- **Work task**
When you copy the data, keep every word exactly as it is and leave the pictures out.

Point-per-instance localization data
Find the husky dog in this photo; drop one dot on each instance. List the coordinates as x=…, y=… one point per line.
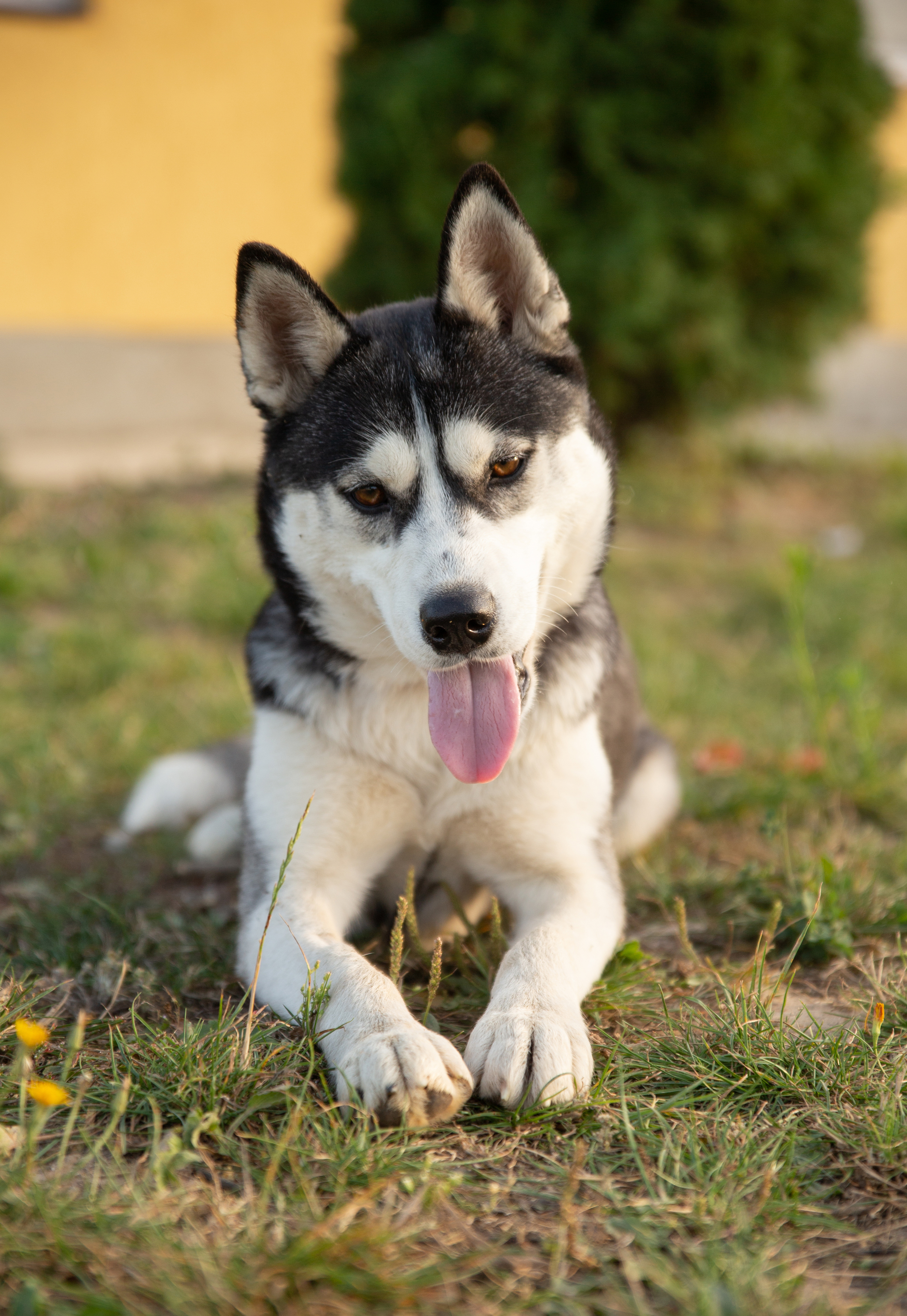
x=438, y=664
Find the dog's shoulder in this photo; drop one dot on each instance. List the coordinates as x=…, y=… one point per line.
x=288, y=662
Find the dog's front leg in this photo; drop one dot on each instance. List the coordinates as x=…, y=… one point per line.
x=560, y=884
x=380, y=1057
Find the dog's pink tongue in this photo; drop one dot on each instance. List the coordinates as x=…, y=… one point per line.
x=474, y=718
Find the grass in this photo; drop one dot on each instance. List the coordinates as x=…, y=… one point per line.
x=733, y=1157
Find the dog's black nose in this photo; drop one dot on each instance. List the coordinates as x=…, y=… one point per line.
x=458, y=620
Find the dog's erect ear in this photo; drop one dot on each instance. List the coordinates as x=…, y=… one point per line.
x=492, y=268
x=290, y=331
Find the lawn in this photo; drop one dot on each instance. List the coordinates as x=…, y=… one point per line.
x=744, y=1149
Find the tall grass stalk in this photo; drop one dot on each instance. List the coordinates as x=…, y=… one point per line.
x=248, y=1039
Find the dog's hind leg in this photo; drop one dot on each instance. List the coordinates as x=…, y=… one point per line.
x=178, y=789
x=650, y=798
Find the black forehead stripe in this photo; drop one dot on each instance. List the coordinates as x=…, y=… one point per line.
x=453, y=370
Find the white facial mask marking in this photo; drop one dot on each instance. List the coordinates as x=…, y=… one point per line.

- **Solution for this exercise**
Find the husky dog in this photo; drop one dot on each instance. List the coordinates as x=…, y=… one point per line.
x=438, y=664
Find the dog's shoulder in this photo; drop one dot on each instance. List the coordinates as x=…, y=… one point per line.
x=288, y=662
Find the dog's front leg in this photo; drop one dot on each instance. List the coordinates as x=…, y=… one point per line.
x=560, y=884
x=380, y=1057
Find the dog's pink tongue in this photo; drop one dot on each instance. List the coordinates as x=…, y=… one point per line.
x=474, y=718
Find the grass in this photo; drop one dot on each instance. List the coordinates as x=…, y=… one point per line.
x=733, y=1157
Find the dog's black nose in this photo; drop one dot on each instance. List the coordinates as x=…, y=… one point per line.
x=458, y=620
Find the dog's erect ear in this photo; drop one dot on each instance. List the coordinates as x=…, y=… one point per line.
x=492, y=268
x=290, y=331
Find the lawn in this photo; drop one dot on each instance. List the coordinates as x=…, y=… one point per line.
x=744, y=1149
Find the tall grass stalk in this photo; drop one dot on each instance. List the coordinates as x=…, y=… one point per line.
x=248, y=1039
Find the dog's hind leg in this photo; drop one dot on each instance. List the coordinates as x=…, y=… one point per line.
x=178, y=789
x=650, y=798
Find the black forehead stripe in this photo; drop one dot on each instance. List the coordinates as x=…, y=… one point per line.
x=453, y=370
Find the white facial mask marking in this photo; drop one dot on each instance. List the coordinates as x=…, y=… one point per line.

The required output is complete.